--- Begin Excerpted passage ---

The more flexible approach to this is to add a sign checking program
that will be invoked and executed by the kernel during loader prog
loading and during map create. Both approaches can co-exist too.
And in both approaches signature checking steps are not in
test_run cmd user context.
All these future steps are up for discussion of course.

3. fixed part of skeleton
The skeleton is not cast in stone.
Quite the opposite.
It will change as loader prog will support more features.
The bpf_load_and_run() helper may change as well.
That's why it's in skel_internal.h and not part of libbpf api.
Essentially all C code in skel_internal.h are internal to lskel.
They are just as good as being auto-generated by bpftool
during light skeleton creation.
The bpftool could have emitted skel_internal.h just as well.
But it's kinda ugly to let it emit the whole .h file that could be
shared by multiple light skels.
Since it's a .h file it's not a static or shared library. It's not a .c file.
It's guaranteed to be compiled into whatever app that is using light skel.
So there are no backward compat concerns when skel_internal.h
will inevitably change in next revs of lskel.
Same thing with struct bpf_map/prog_desc. They are part of skel_internal.h
and match to what loader prog and lskel gen are doing.
Not only their layout will change, but depending on bpftool
cmdline flags that generated lskel might use different bpf_map_desc.
For example when lskel user needs more or less debuggability from the
loader prog the generated bpf prog will be different and will use
different contract between loader prog and auto-generated light skel .h

Does it answer your questions?

Daniel Borkmann May 18, 2021, 11:04 p.m. UTC | #4

On 5/18/21 11:17 PM, Alexei Starovoitov wrote:
> On Tue, May 18, 2021 at 12:54 PM Daniel Borkmann <daniel@iogearbox.net> wrote:
>> On 5/14/21 2:36 AM, Alexei Starovoitov wrote:
>> [...]
>>> This is a first step towards signed bpf programs and the third approach of that kind.
>>> The first approach was to bring libbpf into the kernel as a user-mode-driver.
>>> The second approach was to invent a new file format and let kernel execute
>>> that format as a sequence of syscalls that create maps and load programs.
>>> This third approach is using new type of bpf program instead of inventing file format.
>>> 1st and 2nd approaches had too many downsides comparing to this 3rd and were discarded
>>> after months of work.
>>>
>>> To make it work the following new concepts are introduced:
>>> 1. syscall bpf program type
>>> A kind of bpf program that can do sys_bpf and sys_close syscalls.

--- End Excerpted passage ---

Stated task 1:
Answer these questions from the BPF thread:
(a) In which header file does the bpf_load_and_run() helper live?
(b) What was the first approach toward signed bpf programs?
(c) Which two syscalls can the syscall bpf program type make?
Stated task 2:
Pick out every line of the listing that contains the string "grass", treating case as significant.
The BPF thread and the listing are unrelated to each other.

--- Begin Given records ---

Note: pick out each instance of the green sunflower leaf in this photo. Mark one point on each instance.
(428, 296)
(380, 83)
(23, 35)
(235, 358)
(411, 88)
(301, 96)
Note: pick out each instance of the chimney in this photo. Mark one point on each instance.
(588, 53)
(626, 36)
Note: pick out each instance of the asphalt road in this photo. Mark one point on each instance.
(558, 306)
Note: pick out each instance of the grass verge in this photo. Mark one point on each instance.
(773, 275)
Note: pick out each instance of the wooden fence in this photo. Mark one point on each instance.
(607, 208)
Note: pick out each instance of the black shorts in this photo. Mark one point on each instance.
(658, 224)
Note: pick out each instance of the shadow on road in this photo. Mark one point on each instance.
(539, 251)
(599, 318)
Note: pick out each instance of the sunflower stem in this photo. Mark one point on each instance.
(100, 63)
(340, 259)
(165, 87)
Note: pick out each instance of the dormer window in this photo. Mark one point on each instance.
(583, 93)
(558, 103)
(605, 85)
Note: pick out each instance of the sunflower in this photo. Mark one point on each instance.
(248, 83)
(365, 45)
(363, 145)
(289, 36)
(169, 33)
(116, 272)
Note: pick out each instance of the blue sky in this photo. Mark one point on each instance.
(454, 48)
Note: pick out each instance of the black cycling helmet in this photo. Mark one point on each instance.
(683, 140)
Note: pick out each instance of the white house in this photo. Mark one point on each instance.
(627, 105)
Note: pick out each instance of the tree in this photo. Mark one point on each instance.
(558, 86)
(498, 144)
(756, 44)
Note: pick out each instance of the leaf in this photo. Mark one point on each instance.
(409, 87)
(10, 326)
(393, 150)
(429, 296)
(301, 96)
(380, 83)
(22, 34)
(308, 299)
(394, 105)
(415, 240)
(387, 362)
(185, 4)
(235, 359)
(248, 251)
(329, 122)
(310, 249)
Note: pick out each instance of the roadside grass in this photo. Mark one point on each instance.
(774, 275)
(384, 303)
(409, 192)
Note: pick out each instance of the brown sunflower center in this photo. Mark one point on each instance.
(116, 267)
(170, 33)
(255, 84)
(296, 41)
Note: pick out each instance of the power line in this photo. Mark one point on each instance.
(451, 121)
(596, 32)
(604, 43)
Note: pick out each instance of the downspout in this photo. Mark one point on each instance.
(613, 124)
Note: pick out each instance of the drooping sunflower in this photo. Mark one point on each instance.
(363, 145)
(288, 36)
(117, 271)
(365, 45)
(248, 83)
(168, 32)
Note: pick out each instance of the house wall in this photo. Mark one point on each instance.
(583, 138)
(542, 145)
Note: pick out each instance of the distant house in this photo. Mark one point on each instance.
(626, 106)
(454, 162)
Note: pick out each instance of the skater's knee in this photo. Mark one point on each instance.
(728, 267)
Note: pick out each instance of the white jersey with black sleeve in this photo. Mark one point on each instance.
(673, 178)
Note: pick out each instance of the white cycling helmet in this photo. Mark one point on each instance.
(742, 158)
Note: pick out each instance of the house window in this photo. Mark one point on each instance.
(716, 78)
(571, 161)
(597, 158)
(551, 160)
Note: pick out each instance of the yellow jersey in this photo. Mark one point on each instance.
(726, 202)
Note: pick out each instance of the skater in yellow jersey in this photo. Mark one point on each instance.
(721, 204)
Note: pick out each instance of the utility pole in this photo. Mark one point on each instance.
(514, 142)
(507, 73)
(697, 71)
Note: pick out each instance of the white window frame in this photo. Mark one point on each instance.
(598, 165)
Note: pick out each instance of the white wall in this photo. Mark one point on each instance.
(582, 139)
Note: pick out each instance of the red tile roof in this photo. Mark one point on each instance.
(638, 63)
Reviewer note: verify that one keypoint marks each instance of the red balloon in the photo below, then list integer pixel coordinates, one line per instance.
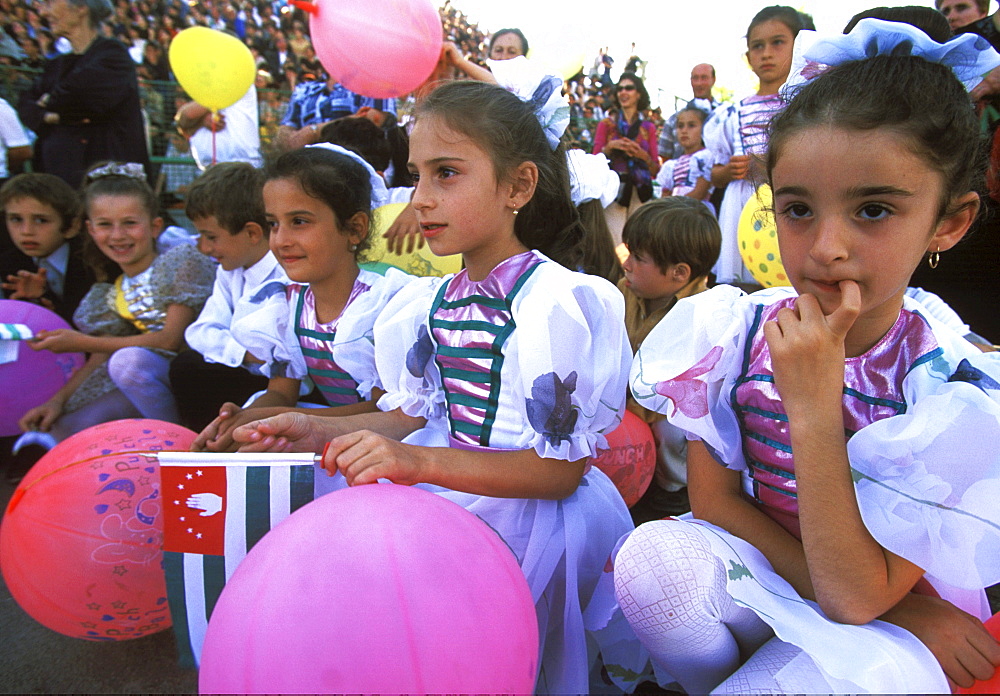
(630, 458)
(81, 546)
(35, 376)
(378, 48)
(374, 589)
(991, 685)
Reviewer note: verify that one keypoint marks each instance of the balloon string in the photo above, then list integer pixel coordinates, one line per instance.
(19, 493)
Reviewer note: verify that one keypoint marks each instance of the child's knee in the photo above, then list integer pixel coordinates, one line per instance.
(666, 563)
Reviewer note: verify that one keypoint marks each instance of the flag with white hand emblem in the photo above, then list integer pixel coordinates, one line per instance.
(216, 507)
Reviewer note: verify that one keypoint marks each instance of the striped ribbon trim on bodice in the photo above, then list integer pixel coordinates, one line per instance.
(316, 342)
(470, 322)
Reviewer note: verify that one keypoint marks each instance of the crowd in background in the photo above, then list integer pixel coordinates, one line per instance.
(278, 36)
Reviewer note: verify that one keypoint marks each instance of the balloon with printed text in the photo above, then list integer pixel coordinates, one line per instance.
(630, 458)
(214, 68)
(378, 48)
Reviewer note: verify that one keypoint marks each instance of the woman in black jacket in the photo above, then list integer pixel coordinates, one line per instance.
(85, 106)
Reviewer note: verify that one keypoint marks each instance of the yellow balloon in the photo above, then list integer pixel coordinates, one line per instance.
(758, 240)
(420, 262)
(214, 68)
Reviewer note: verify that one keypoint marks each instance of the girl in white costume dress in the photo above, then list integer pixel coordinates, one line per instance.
(737, 133)
(502, 379)
(843, 467)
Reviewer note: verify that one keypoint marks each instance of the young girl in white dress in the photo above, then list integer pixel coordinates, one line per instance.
(132, 326)
(690, 174)
(737, 133)
(843, 466)
(318, 202)
(503, 379)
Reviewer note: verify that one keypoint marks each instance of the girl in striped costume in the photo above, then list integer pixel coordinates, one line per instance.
(737, 133)
(319, 327)
(503, 379)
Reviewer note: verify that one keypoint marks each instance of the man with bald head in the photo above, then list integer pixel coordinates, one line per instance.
(702, 81)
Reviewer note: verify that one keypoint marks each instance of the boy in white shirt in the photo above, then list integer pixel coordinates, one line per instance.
(226, 206)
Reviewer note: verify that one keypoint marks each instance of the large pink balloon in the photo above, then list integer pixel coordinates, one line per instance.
(630, 458)
(378, 48)
(374, 589)
(81, 541)
(35, 376)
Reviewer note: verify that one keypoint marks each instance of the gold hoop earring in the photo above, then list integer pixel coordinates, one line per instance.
(934, 259)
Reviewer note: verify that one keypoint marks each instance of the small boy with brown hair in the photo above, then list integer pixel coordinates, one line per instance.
(673, 244)
(41, 257)
(226, 206)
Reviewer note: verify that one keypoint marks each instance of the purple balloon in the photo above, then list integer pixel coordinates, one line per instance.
(35, 376)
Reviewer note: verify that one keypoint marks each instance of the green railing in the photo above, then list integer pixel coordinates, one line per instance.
(160, 100)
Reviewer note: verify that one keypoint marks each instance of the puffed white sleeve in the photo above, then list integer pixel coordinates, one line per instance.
(928, 480)
(354, 344)
(404, 352)
(720, 133)
(688, 364)
(572, 358)
(210, 333)
(268, 331)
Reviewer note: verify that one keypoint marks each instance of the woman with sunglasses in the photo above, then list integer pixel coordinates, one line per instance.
(629, 142)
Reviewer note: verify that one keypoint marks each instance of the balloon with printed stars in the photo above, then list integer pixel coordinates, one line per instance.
(81, 544)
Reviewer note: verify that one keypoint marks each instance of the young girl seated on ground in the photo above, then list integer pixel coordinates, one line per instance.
(130, 327)
(502, 379)
(318, 203)
(842, 459)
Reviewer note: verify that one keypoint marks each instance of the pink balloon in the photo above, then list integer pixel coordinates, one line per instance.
(81, 541)
(35, 376)
(378, 48)
(374, 589)
(630, 458)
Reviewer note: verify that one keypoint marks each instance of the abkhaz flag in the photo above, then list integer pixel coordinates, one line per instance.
(216, 507)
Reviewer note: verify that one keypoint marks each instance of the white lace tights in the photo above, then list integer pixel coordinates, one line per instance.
(672, 589)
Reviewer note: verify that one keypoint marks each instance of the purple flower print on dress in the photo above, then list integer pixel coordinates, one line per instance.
(689, 394)
(976, 377)
(550, 409)
(420, 353)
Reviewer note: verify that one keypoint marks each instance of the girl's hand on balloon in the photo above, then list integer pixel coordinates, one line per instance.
(59, 341)
(962, 646)
(365, 457)
(807, 350)
(42, 417)
(404, 233)
(287, 432)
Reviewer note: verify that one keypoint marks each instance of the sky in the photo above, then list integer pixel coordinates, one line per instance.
(671, 35)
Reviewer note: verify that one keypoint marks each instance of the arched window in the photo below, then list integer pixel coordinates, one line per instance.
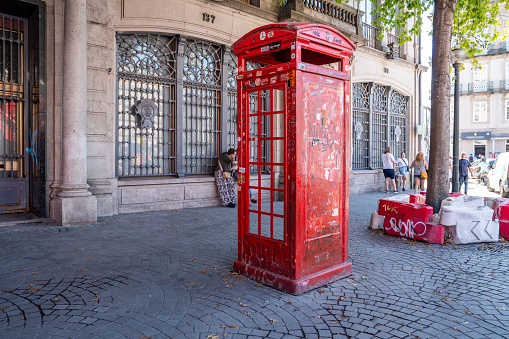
(379, 120)
(176, 111)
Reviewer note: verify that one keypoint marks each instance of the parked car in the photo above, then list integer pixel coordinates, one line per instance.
(498, 177)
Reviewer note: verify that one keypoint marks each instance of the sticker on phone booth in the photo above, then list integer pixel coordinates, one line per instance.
(242, 179)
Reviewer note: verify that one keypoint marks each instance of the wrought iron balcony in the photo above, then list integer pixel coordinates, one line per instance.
(255, 3)
(339, 15)
(483, 87)
(371, 34)
(480, 87)
(496, 48)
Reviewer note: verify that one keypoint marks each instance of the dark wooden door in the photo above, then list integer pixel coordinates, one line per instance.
(13, 112)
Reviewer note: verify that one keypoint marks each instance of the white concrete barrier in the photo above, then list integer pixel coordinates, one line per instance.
(450, 215)
(463, 200)
(471, 231)
(377, 221)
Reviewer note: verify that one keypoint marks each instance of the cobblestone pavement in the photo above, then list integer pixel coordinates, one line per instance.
(169, 275)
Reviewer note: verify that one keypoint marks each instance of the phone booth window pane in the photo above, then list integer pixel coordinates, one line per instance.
(278, 151)
(253, 223)
(278, 125)
(278, 228)
(265, 107)
(278, 100)
(265, 225)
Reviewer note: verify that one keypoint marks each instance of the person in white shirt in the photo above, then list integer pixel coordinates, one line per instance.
(403, 168)
(388, 163)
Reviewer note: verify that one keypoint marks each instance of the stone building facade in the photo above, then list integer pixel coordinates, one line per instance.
(484, 100)
(124, 105)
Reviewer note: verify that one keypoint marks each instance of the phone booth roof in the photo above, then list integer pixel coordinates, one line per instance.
(266, 44)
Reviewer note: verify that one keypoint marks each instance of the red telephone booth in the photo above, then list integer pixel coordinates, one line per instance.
(293, 143)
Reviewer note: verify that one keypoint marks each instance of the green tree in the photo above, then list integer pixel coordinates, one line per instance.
(474, 25)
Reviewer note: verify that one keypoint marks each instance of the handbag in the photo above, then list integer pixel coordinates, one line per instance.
(226, 175)
(424, 175)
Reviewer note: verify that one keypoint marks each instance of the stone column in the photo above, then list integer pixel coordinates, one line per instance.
(74, 203)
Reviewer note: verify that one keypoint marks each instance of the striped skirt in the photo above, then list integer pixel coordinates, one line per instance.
(226, 188)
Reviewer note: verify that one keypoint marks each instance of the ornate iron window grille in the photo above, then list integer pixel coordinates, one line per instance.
(146, 71)
(177, 104)
(379, 119)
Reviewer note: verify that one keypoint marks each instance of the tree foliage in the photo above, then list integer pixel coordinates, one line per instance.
(472, 25)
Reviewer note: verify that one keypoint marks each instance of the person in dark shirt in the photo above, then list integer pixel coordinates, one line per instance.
(226, 187)
(464, 168)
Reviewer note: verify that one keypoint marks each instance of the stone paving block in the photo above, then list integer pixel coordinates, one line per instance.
(377, 221)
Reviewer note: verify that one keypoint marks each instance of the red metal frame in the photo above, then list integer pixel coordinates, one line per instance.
(314, 248)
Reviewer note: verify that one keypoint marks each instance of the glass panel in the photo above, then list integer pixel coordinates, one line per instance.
(278, 100)
(265, 102)
(253, 102)
(12, 129)
(253, 223)
(266, 199)
(278, 182)
(278, 125)
(201, 111)
(265, 225)
(146, 71)
(278, 151)
(278, 226)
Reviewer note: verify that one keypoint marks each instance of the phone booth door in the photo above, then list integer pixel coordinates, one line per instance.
(264, 225)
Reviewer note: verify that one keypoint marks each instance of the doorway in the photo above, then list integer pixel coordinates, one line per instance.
(13, 115)
(479, 148)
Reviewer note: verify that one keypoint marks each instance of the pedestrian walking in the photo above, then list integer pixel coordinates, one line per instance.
(482, 168)
(403, 169)
(388, 163)
(224, 179)
(464, 168)
(420, 173)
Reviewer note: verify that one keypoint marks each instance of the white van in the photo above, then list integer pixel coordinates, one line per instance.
(498, 177)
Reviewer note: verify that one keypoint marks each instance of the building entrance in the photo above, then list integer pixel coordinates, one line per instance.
(13, 115)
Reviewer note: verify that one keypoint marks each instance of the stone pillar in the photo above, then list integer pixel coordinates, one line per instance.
(74, 203)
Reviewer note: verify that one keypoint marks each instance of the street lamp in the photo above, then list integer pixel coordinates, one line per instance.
(457, 56)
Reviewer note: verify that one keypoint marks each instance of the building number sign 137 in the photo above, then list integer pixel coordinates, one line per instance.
(209, 18)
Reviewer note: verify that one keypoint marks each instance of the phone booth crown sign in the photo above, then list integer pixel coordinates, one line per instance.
(293, 142)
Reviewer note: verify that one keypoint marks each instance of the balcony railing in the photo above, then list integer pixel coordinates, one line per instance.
(371, 34)
(339, 15)
(393, 45)
(480, 87)
(483, 87)
(255, 3)
(496, 48)
(333, 10)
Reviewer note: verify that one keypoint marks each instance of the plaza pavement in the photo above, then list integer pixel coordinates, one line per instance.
(169, 275)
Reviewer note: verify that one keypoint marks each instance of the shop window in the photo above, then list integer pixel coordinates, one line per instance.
(480, 111)
(176, 112)
(377, 123)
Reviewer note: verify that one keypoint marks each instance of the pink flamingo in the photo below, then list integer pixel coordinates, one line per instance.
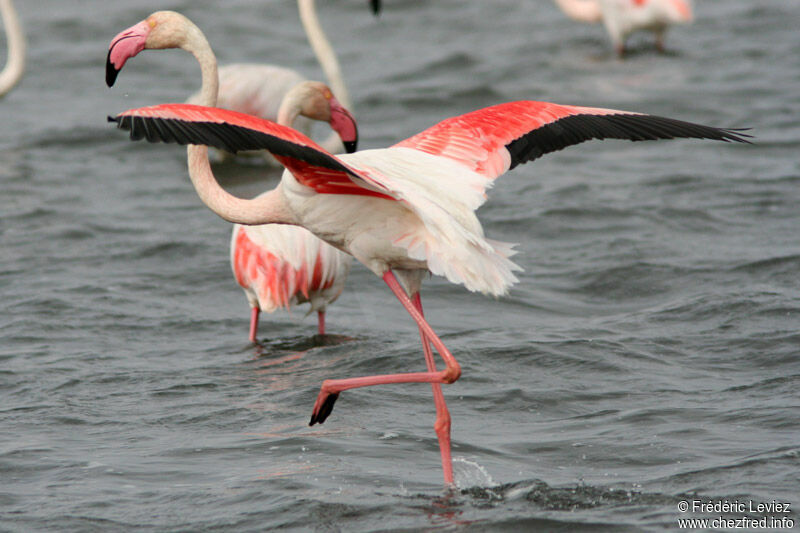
(402, 211)
(15, 64)
(258, 89)
(277, 266)
(623, 17)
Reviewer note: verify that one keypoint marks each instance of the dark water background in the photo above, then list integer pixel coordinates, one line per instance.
(649, 354)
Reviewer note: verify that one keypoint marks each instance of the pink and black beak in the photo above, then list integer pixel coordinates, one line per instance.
(123, 47)
(376, 7)
(343, 123)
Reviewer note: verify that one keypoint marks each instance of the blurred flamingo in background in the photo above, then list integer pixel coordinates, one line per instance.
(402, 211)
(277, 266)
(623, 17)
(15, 62)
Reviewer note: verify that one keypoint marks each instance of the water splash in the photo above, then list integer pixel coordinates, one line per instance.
(468, 474)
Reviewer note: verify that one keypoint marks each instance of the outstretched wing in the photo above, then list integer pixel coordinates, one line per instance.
(495, 139)
(232, 131)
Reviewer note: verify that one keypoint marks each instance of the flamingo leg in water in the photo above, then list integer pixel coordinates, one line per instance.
(331, 388)
(442, 424)
(254, 323)
(321, 322)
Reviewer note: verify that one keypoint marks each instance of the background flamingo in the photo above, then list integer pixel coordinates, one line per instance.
(277, 266)
(15, 62)
(623, 17)
(402, 211)
(258, 89)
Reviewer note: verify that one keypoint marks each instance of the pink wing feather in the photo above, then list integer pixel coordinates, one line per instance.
(479, 139)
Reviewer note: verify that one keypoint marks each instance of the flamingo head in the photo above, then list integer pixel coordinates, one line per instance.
(343, 123)
(315, 100)
(162, 29)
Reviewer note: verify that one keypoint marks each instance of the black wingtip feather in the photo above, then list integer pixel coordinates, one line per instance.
(324, 411)
(111, 71)
(576, 129)
(228, 137)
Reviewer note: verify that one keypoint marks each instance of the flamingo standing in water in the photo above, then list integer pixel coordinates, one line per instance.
(623, 17)
(402, 211)
(15, 63)
(276, 265)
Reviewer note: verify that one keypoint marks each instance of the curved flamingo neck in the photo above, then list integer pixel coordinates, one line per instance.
(268, 208)
(582, 10)
(323, 50)
(195, 42)
(15, 64)
(265, 209)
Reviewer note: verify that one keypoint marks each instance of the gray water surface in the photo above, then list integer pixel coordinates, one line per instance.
(649, 354)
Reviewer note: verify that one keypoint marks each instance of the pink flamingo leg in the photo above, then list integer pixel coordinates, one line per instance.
(442, 424)
(331, 388)
(321, 322)
(254, 323)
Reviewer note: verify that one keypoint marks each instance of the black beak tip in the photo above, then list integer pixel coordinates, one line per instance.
(111, 71)
(376, 7)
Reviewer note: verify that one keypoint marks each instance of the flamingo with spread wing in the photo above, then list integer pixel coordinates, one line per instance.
(402, 211)
(277, 266)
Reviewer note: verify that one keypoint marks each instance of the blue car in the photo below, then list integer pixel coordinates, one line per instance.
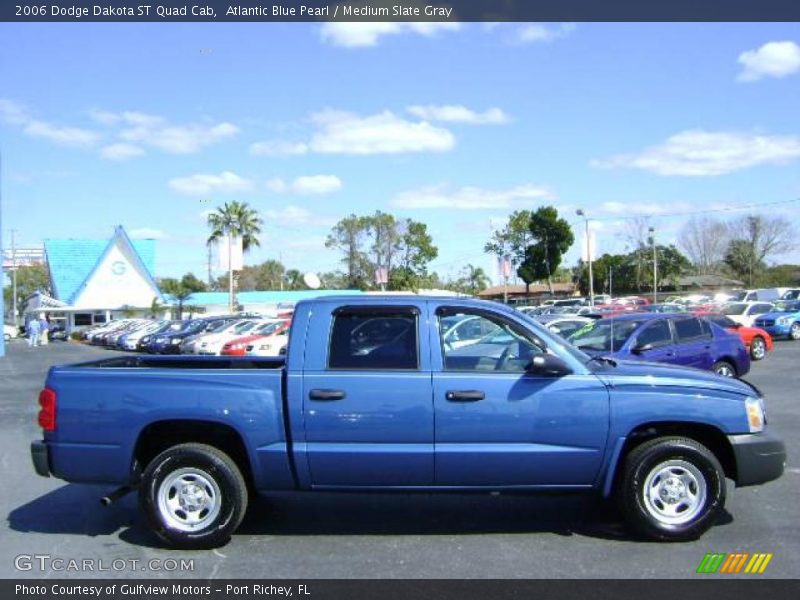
(783, 322)
(678, 339)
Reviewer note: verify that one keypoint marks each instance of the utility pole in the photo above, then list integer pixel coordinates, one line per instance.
(581, 213)
(655, 264)
(14, 306)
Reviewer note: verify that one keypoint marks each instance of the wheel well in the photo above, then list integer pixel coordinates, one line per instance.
(158, 436)
(708, 435)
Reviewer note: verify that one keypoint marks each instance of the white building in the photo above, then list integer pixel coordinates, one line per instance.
(95, 281)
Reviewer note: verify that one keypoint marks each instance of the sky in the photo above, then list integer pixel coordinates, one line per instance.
(456, 125)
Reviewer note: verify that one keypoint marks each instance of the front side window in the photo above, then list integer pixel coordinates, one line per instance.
(374, 340)
(505, 348)
(687, 330)
(605, 335)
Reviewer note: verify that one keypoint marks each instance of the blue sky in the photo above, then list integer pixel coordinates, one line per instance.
(150, 125)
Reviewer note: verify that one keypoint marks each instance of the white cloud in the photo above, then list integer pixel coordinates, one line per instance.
(383, 133)
(366, 34)
(278, 148)
(142, 129)
(306, 185)
(147, 233)
(538, 33)
(454, 113)
(12, 113)
(773, 59)
(297, 216)
(470, 198)
(701, 153)
(643, 208)
(120, 151)
(206, 183)
(65, 136)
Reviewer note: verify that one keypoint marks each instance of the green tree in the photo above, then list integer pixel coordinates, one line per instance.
(552, 237)
(181, 290)
(30, 279)
(235, 219)
(349, 235)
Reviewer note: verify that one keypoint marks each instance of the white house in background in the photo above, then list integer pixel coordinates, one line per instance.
(95, 281)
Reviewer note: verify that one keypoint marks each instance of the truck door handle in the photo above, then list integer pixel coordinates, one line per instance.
(326, 395)
(464, 395)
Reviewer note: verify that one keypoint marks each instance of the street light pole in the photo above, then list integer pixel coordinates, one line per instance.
(655, 265)
(581, 213)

--- End Given records ---

Task solution 1:
(a) skel_internal.h
(b) Bringing libbpf into the kernel as a user-mode-driver.
(c) sys_bpf and sys_close.

Task solution 2:
Note: pick out each instance of the grass verge in this photo. Mark one point on each instance.
Note: pick out each instance of the roadside grass in this photo. Mark one point on each instance.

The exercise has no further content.